__Dataset entries__.
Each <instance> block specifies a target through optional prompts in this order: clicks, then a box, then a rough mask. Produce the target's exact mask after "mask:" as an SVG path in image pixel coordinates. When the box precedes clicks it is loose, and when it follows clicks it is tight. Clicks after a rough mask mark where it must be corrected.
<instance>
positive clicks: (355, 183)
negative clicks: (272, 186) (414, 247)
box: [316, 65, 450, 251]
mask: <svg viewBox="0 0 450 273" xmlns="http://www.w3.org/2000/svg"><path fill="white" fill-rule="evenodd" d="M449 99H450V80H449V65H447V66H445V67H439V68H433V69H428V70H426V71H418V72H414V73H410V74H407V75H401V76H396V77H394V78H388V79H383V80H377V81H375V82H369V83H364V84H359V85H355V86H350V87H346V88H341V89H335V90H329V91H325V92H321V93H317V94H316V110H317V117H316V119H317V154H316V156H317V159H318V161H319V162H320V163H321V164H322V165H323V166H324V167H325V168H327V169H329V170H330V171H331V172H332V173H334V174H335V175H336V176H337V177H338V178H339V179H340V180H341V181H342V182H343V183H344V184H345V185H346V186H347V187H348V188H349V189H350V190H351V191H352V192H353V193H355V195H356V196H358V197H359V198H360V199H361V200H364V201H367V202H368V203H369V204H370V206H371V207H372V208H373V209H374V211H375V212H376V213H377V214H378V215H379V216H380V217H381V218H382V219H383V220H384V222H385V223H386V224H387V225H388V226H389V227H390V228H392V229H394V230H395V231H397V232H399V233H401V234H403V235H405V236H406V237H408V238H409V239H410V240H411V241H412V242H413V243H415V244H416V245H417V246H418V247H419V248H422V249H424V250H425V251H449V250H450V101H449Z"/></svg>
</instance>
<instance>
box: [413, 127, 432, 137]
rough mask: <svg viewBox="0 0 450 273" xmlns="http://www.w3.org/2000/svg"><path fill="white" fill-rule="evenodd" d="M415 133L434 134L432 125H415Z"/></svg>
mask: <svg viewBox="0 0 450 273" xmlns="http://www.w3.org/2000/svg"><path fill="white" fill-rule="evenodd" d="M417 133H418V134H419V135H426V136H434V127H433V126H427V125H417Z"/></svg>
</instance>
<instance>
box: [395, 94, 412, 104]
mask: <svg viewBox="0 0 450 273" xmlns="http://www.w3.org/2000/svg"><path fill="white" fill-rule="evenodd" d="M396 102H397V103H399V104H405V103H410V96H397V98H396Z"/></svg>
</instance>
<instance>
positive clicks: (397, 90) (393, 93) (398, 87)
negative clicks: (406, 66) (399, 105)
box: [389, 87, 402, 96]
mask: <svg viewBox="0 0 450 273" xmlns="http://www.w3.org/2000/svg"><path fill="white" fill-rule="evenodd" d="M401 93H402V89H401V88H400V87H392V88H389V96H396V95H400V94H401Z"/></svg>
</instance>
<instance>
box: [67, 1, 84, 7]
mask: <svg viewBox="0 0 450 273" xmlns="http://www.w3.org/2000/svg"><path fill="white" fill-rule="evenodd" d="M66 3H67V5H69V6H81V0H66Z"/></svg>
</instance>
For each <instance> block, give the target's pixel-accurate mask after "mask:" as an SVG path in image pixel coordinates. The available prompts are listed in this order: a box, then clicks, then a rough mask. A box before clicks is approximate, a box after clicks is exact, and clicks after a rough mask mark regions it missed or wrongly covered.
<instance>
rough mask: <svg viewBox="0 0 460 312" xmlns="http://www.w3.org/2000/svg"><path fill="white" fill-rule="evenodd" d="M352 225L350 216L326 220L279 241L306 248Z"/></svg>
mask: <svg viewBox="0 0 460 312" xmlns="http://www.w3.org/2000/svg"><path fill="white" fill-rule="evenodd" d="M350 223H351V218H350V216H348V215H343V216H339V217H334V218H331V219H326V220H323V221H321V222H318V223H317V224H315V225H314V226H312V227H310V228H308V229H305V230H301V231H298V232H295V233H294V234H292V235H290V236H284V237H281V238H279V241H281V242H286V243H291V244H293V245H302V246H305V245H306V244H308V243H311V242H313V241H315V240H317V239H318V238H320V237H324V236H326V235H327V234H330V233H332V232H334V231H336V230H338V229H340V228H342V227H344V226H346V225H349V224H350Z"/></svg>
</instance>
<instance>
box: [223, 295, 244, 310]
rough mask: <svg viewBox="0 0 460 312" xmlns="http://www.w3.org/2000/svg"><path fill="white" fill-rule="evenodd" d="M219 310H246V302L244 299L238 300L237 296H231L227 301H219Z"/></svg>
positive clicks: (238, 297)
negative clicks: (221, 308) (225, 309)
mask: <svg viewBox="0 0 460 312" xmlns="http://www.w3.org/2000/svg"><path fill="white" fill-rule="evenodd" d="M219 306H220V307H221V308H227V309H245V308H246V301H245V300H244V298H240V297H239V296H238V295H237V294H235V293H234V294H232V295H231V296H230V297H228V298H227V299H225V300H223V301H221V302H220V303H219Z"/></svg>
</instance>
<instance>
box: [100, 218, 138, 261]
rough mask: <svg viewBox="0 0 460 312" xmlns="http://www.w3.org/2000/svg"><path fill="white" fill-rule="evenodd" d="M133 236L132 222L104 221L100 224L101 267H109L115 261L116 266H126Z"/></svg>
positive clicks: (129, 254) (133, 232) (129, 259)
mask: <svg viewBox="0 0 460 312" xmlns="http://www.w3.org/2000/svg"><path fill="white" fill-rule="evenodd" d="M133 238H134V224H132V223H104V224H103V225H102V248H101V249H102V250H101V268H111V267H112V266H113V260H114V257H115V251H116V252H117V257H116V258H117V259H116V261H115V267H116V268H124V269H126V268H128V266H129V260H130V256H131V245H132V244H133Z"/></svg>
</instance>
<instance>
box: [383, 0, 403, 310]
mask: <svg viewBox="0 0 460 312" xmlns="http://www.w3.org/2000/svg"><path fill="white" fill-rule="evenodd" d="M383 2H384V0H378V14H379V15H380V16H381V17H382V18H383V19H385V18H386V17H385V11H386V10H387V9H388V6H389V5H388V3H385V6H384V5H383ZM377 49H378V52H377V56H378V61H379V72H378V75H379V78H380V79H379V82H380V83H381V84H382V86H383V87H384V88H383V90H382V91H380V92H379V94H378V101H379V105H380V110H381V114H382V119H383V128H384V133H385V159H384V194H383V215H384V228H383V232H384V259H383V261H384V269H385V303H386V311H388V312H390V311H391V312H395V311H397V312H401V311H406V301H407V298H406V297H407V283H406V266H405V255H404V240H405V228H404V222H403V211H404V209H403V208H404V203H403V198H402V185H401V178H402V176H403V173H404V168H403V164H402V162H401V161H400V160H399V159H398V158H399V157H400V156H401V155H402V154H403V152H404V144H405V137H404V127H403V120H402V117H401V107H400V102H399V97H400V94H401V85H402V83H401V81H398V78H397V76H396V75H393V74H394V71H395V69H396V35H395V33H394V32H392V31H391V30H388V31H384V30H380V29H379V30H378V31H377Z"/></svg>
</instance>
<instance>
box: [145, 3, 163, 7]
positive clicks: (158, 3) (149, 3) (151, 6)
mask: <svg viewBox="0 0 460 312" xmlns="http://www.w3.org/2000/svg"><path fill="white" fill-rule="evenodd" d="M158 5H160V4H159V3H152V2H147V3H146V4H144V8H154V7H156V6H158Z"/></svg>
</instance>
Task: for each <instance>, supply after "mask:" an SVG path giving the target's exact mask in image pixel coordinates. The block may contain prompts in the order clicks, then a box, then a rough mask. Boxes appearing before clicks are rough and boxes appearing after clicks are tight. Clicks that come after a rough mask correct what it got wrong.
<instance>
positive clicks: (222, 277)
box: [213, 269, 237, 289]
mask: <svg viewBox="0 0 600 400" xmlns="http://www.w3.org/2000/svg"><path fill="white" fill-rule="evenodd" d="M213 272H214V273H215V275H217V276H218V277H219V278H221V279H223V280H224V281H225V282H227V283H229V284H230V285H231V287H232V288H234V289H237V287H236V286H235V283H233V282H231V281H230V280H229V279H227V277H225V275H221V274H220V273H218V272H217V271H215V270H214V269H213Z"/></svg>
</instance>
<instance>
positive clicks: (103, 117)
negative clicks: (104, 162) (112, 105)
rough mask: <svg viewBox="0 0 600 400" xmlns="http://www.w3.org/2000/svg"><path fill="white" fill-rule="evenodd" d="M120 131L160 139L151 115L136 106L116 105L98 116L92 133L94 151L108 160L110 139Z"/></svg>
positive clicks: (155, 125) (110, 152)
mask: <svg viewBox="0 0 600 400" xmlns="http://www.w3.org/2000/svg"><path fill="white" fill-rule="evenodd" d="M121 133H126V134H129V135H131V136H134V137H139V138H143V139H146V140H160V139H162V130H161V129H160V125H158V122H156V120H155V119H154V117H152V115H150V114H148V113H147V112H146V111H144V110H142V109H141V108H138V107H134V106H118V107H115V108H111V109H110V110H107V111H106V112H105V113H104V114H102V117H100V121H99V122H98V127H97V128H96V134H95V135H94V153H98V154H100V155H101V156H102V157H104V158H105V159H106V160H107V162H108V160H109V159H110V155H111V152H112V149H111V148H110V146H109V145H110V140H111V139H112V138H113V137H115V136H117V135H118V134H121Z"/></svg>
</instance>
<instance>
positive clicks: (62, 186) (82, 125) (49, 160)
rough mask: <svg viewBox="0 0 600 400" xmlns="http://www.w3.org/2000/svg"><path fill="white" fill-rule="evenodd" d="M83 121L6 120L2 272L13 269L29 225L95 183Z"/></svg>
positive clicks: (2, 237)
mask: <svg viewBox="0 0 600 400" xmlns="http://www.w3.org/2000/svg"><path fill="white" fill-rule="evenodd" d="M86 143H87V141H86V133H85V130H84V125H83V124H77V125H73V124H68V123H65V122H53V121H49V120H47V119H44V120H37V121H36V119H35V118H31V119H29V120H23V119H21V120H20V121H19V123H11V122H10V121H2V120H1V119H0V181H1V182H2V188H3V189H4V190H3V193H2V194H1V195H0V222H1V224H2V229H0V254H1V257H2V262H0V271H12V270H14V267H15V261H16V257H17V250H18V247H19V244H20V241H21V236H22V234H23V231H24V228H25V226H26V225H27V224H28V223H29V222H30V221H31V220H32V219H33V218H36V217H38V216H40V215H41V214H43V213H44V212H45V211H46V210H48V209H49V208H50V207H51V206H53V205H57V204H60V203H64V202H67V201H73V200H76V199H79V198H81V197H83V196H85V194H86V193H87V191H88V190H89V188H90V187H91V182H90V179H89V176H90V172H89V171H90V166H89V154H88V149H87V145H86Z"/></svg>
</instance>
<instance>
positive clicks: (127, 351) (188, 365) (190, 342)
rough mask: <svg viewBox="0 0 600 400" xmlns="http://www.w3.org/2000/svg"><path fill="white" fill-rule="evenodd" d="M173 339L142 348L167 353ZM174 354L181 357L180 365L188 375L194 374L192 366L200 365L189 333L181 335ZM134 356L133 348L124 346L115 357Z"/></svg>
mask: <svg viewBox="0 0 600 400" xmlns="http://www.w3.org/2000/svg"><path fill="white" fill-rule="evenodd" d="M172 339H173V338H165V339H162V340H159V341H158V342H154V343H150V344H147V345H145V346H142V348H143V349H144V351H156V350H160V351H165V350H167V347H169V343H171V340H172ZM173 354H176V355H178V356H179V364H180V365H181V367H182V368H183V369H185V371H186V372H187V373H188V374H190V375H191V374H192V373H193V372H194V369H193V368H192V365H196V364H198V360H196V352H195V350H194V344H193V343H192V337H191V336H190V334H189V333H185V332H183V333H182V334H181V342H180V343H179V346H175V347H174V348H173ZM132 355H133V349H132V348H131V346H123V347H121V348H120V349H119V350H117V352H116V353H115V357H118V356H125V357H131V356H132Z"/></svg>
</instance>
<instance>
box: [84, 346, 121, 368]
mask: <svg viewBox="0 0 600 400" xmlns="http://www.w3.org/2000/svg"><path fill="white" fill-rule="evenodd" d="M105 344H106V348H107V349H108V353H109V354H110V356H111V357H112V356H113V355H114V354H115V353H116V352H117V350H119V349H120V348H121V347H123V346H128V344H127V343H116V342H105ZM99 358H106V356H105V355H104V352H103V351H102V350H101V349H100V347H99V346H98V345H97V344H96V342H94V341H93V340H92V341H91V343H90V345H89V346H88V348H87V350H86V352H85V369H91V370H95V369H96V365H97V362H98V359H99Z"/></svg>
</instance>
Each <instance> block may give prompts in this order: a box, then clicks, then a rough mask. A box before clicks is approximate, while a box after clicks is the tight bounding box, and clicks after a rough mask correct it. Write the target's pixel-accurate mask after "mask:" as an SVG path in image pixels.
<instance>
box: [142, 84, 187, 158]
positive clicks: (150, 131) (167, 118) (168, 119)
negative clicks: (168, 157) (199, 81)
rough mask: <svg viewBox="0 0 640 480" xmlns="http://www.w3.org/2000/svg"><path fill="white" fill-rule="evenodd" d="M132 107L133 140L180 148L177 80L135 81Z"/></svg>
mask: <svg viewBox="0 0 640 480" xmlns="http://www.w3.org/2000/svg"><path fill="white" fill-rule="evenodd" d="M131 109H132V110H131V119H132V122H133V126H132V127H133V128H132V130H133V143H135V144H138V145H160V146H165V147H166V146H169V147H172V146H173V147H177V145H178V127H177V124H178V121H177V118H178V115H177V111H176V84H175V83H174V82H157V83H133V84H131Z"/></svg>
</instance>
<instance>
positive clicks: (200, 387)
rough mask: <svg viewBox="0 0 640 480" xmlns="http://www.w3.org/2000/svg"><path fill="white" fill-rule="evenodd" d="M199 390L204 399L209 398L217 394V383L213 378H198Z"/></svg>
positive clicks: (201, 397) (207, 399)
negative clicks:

__What is needed__.
Copy out every line of the records that contains the string "prompts". Matching is case-sensitive.

__Your response__.
Each <instance> block specifies a target through optional prompts in this order: clicks, then a box, then a rough mask. Produce the target's exact mask after "mask:" as an SVG path in image pixel coordinates. When the box precedes clicks it is loose, and when it follows clicks it is tight. Clicks after a rough mask mark where it must be corrected.
For each <instance> block, give the target's pixel-accurate mask after "mask:" as an SVG path in image pixel coordinates. The available prompts are listed in this order: a box, then clicks, then a rough mask. A box before clicks is approximate, a box after clicks is exact, and clicks after a rough mask mark regions it missed or wrongly covered.
Task: for each <instance>, supply after "mask:" an SVG path giving the target's exact mask in image pixel coordinates. The block may contain prompts in the order clicks, then a box, then a rough mask. Boxes appearing before clicks are rough and boxes appearing after clicks are tight. Clicks that come after a rough mask correct what it got wrong.
Each <instance> block may give prompts in this order: a box, then clicks, then a rough mask. A box before clicks is approximate, while a box after clicks is the tight bounding box, and clicks after a rough mask correct it. Write the target's pixel-accurate mask after "mask:" as an SVG path in image pixels.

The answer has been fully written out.